Work to be completed => Can you return, unchanged, the lines of the records below, starting at the line that has "locate the harvester cab in the photo above." and continuing through the final line of the records?

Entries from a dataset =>
........

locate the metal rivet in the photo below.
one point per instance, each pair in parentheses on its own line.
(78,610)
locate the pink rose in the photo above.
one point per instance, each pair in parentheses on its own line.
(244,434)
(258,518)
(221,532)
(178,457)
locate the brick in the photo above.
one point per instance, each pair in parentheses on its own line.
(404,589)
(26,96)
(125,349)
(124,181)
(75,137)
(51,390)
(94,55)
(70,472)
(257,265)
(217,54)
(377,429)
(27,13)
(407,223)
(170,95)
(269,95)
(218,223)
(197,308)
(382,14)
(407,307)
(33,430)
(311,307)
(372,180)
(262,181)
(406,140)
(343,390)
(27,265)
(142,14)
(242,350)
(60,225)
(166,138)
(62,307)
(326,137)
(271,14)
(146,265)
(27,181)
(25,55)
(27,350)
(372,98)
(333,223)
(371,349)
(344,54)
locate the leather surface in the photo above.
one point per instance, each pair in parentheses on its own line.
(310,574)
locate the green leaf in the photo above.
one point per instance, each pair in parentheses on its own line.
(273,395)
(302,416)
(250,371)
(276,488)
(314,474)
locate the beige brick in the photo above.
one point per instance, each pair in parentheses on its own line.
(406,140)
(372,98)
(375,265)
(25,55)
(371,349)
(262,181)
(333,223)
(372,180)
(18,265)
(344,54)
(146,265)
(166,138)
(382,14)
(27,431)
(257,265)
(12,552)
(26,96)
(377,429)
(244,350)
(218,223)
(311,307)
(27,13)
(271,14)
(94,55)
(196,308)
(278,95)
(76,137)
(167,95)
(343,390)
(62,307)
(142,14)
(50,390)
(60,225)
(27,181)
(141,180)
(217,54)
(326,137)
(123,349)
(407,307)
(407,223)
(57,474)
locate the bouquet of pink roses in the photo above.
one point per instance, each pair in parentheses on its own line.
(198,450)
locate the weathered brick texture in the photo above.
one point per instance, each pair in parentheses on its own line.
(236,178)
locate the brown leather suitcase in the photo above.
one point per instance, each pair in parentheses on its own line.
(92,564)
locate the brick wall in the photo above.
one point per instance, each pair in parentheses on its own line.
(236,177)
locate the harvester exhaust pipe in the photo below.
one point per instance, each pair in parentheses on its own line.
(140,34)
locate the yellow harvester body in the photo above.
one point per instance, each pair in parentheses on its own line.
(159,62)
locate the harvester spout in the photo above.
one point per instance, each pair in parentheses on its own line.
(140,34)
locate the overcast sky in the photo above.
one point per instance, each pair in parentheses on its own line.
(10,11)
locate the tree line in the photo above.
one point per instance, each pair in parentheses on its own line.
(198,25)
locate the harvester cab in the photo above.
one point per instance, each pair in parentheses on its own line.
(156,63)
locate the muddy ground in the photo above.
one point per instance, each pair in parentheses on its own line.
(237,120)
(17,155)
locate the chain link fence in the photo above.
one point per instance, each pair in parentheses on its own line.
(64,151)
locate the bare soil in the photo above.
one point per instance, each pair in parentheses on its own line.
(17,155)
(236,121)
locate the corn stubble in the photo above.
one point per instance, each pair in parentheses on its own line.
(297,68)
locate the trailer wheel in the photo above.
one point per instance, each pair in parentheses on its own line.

........

Reply =>
locate the harvester cab in the photo above.
one point per instance, each pair in parentheses on its own line.
(156,63)
locate the muddy ground in the photo above.
one point per instance, each pair in parentheses on its own line.
(237,120)
(17,155)
locate the chain link fence in the photo above.
one point per instance, each pair in parentheses on its own line.
(64,151)
locate the bare soil in the photo above.
one point per instance, each pair in parentheses on its own line.
(17,155)
(236,121)
locate the corn stubble in the photo above.
one point per instance, each pair in parentheses on its own line.
(297,68)
locate the trailer wheel in the photo above.
one point per instance, each pair in parentheses on its own line.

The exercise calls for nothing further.